• **PROVIDED MATERIAL**:
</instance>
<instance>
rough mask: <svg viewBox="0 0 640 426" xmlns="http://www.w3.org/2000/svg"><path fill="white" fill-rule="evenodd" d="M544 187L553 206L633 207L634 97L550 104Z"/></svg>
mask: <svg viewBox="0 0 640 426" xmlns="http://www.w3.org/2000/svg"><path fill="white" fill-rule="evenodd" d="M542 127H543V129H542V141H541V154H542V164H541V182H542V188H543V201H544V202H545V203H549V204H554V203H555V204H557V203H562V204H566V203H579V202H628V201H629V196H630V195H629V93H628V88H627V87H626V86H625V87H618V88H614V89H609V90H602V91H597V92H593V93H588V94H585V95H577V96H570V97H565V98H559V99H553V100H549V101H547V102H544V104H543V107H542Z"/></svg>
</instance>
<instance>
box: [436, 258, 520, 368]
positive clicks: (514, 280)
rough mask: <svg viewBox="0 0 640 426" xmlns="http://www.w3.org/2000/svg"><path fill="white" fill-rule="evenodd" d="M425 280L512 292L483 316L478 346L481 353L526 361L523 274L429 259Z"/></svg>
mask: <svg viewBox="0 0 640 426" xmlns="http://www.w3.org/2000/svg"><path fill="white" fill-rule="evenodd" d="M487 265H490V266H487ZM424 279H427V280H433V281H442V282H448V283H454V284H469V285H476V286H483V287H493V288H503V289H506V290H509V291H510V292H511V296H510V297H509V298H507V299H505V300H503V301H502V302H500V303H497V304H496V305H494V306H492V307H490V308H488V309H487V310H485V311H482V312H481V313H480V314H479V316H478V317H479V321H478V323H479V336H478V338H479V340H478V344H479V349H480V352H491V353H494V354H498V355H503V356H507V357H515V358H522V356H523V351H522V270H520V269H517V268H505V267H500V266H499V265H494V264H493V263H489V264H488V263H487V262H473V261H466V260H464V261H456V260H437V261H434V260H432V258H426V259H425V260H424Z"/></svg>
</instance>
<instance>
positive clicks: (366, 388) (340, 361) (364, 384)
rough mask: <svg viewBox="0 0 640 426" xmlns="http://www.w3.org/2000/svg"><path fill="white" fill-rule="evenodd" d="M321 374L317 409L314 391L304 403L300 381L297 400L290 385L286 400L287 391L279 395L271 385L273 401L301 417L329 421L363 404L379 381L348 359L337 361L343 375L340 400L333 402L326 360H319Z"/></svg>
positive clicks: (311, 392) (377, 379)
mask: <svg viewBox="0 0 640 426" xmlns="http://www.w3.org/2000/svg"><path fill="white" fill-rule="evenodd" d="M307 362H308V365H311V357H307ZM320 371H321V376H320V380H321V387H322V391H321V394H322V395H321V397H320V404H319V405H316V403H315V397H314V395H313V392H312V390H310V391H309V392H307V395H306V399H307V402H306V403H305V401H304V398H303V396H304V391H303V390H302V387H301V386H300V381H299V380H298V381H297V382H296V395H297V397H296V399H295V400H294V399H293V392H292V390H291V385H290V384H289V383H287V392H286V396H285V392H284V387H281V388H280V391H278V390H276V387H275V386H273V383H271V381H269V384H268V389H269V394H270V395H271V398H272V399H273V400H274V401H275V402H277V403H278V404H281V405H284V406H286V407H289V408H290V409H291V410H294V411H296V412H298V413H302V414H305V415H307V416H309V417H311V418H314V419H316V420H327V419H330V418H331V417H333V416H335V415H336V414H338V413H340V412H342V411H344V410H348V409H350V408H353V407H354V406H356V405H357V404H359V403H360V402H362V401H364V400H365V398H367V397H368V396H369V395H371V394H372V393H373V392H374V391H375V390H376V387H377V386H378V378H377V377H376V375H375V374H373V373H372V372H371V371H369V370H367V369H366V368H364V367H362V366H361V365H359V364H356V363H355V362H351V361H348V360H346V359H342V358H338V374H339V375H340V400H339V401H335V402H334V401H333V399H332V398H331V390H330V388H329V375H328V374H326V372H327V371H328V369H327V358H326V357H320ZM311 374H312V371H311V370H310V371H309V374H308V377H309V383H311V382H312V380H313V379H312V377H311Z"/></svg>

• **WHAT TO WORK ON**:
Can you express every line of the records above as a Markdown table with the columns Row and Entry, numbering the rows and leaving out any blank lines?

• **SOLUTION TO THE PROBLEM**:
| Row | Entry |
|---|---|
| 1 | </instance> |
| 2 | <instance> |
| 3 | rough mask: <svg viewBox="0 0 640 426" xmlns="http://www.w3.org/2000/svg"><path fill="white" fill-rule="evenodd" d="M544 187L553 206L633 207L634 97L550 104Z"/></svg> |
| 4 | mask: <svg viewBox="0 0 640 426" xmlns="http://www.w3.org/2000/svg"><path fill="white" fill-rule="evenodd" d="M542 127H543V129H542V141H541V154H542V164H541V182H542V188H543V201H544V202H545V203H549V204H554V203H555V204H557V203H562V204H566V203H579V202H628V201H629V196H630V195H629V93H628V88H627V87H626V86H625V87H618V88H614V89H609V90H602V91H597V92H593V93H588V94H585V95H577V96H570V97H565V98H559V99H553V100H549V101H547V102H544V104H543V107H542Z"/></svg> |
| 5 | </instance> |
| 6 | <instance> |
| 7 | box: [436, 258, 520, 368] |
| 8 | positive clicks: (514, 280) |
| 9 | rough mask: <svg viewBox="0 0 640 426" xmlns="http://www.w3.org/2000/svg"><path fill="white" fill-rule="evenodd" d="M425 280L512 292L483 316L478 346L481 353L526 361L523 274L429 259Z"/></svg> |
| 10 | mask: <svg viewBox="0 0 640 426" xmlns="http://www.w3.org/2000/svg"><path fill="white" fill-rule="evenodd" d="M487 265H490V266H487ZM424 279H427V280H433V281H442V282H448V283H454V284H469V285H476V286H483V287H493V288H503V289H506V290H509V291H510V292H511V296H510V297H509V298H507V299H505V300H503V301H502V302H500V303H497V304H496V305H494V306H492V307H490V308H488V309H487V310H485V311H482V312H481V313H480V314H479V316H478V317H479V321H478V323H479V336H478V338H479V340H478V344H479V349H480V352H491V353H494V354H498V355H503V356H507V357H515V358H522V356H523V351H522V270H520V269H517V268H505V267H500V266H499V265H494V264H493V263H489V264H488V263H487V262H473V261H466V260H464V261H456V260H437V261H434V260H432V258H426V259H425V260H424Z"/></svg> |
| 11 | </instance> |
| 12 | <instance> |
| 13 | positive clicks: (366, 388) (340, 361) (364, 384) |
| 14 | rough mask: <svg viewBox="0 0 640 426" xmlns="http://www.w3.org/2000/svg"><path fill="white" fill-rule="evenodd" d="M321 374L317 409L314 391L304 403L300 381L297 400L290 385L286 400L287 391L279 395L271 385L273 401L301 417L329 421L363 404L379 381L348 359L337 361L343 375L340 400L333 402L326 360H319Z"/></svg> |
| 15 | positive clicks: (311, 392) (377, 379) |
| 16 | mask: <svg viewBox="0 0 640 426" xmlns="http://www.w3.org/2000/svg"><path fill="white" fill-rule="evenodd" d="M307 362H308V365H311V357H307ZM320 371H321V376H320V380H321V387H322V391H321V394H322V395H321V397H320V404H319V405H316V403H315V397H314V395H313V392H312V390H310V391H309V392H307V395H306V399H307V402H306V403H305V401H304V398H303V396H304V391H303V390H302V387H301V386H300V381H299V380H298V381H297V382H296V395H297V397H296V399H295V400H294V399H293V392H292V390H291V385H290V384H289V383H287V392H286V396H285V392H284V387H281V388H280V391H278V390H276V387H275V386H273V383H271V381H269V384H268V389H269V394H270V395H271V398H272V399H273V400H274V401H275V402H277V403H278V404H281V405H284V406H286V407H289V408H290V409H291V410H294V411H296V412H298V413H302V414H305V415H307V416H309V417H311V418H314V419H316V420H327V419H330V418H331V417H333V416H335V415H336V414H338V413H340V412H342V411H344V410H348V409H350V408H353V407H354V406H356V405H357V404H359V403H360V402H362V401H364V400H365V398H367V397H368V396H369V395H371V394H372V393H373V392H374V391H375V390H376V387H377V386H378V378H377V377H376V375H375V374H373V373H372V372H371V371H369V370H367V369H366V368H364V367H362V366H361V365H359V364H356V363H355V362H351V361H348V360H346V359H342V358H338V374H339V375H340V400H339V401H335V402H334V401H333V399H332V398H331V390H330V388H329V375H328V374H326V372H327V371H328V369H327V358H326V357H320ZM311 374H312V371H311V370H310V371H309V374H308V377H309V383H311V382H312V380H313V379H312V377H311Z"/></svg> |